### [Task to complete]
Quote word for word the part of the passage below about mosquitoes and malaria that starts at "The mosquito is not" and ends at "scientists call Culincines.".
Excerpt provided below:
Yet it was not until the end of the last century that an English scientist, Sir Ronald Ross, discovered that the mosquito was responsible for the malaria that every year claimed thousands of natives and Europeans living in tropical climates.

Not that the mosquito is the actual cause of malaria: it only carries it. What happens is that a mosquito bites a person suffering from malaria.

The mosquito bites to suck blood and the blood it sucks from a malaria victim contains the parasite or spores responsible for malaria.

Continuing its flight, the mosquito bites a second person, who may not have malaria: but he soon will. Some of the malaria spores pass from the insect into the blood stream of the second person bitten and infect him.

Incidentally, it is only the female mosquito that is responsible for carrying malaria, because it is only she who bites human beings. The male mosquito is quite harmless as it lives on the juices of vegetables.

The mosquito is not native to tropical countries, but is quite common in Britain. Fortunately, however, they are not dangerous because there are not many malaria victims in Britain for them to bite.

Malaria-carrying mosquitoes or, to give them their scientific name, Anopheles, are close relatives of the common gnats, which scientists call Culincines.

There are a number of important differences between the two.

When a gnat is at rest it holds its body parallel with the surface to which it is clinging. But a mosquito at rest has its body raised up with the tail in the air. The mosquito’s antennae or feelers are shorter than its proboscis or snout, whereas the gnat’s antennae project beyond its proboscis.
End of Excerpt provided.
Data section below:
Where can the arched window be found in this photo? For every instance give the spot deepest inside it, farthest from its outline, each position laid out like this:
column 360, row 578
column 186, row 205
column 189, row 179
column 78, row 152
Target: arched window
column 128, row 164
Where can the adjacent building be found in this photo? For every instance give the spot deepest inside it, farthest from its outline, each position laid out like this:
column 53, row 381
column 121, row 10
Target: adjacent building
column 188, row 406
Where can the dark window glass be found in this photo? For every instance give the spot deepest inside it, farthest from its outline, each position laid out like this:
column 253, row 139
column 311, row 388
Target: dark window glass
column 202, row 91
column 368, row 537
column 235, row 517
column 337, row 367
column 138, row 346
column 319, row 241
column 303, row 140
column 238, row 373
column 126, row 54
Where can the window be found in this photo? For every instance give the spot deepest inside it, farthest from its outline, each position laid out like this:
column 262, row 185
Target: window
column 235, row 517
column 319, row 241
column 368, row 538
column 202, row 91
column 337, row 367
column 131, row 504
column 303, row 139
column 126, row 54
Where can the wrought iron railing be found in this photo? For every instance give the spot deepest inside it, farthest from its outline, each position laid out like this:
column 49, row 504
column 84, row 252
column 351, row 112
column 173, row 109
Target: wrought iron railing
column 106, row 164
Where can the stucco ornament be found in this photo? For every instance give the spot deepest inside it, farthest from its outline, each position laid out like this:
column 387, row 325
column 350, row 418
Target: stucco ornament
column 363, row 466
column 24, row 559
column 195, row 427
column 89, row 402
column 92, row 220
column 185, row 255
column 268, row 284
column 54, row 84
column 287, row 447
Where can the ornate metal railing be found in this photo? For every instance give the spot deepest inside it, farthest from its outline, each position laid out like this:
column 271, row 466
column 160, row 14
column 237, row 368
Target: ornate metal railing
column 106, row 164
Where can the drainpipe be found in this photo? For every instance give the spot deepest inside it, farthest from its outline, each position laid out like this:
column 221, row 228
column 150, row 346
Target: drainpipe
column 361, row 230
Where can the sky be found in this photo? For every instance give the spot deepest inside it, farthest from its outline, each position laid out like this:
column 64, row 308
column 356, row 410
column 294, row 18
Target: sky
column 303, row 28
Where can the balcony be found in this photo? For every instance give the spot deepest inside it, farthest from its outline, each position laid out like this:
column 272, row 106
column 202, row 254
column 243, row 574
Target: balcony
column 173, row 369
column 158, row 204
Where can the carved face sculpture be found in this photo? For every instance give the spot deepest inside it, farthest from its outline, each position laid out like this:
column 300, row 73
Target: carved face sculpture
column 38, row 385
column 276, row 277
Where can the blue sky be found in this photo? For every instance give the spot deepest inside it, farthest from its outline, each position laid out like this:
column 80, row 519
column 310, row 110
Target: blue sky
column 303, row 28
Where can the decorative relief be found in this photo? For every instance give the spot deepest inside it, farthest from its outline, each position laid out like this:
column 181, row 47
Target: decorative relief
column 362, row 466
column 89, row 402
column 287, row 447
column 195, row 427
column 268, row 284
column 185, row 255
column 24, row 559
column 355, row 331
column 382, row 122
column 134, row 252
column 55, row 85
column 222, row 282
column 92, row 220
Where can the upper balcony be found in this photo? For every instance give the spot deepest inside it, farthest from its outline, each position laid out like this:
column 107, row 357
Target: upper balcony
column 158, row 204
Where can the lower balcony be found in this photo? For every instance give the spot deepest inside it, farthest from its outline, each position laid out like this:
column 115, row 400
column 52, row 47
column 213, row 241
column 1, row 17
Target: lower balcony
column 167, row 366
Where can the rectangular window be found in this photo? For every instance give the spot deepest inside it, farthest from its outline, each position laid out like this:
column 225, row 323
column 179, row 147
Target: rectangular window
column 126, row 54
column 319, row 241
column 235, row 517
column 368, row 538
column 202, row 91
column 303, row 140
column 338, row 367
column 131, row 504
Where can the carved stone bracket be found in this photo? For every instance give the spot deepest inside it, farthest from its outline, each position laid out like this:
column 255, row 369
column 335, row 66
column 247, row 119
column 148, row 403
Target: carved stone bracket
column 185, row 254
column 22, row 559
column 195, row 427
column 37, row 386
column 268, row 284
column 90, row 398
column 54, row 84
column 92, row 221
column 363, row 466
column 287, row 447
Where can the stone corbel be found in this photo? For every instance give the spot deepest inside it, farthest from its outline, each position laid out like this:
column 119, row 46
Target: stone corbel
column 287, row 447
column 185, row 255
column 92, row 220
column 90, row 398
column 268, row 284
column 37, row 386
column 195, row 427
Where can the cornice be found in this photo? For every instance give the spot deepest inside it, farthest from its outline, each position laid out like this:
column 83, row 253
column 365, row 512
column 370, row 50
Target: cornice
End of Data section.
### [Solution to this problem]
The mosquito is not native to tropical countries, but is quite common in Britain. Fortunately, however, they are not dangerous because there are not many malaria victims in Britain for them to bite.

Malaria-carrying mosquitoes or, to give them their scientific name, Anopheles, are close relatives of the common gnats, which scientists call Culincines.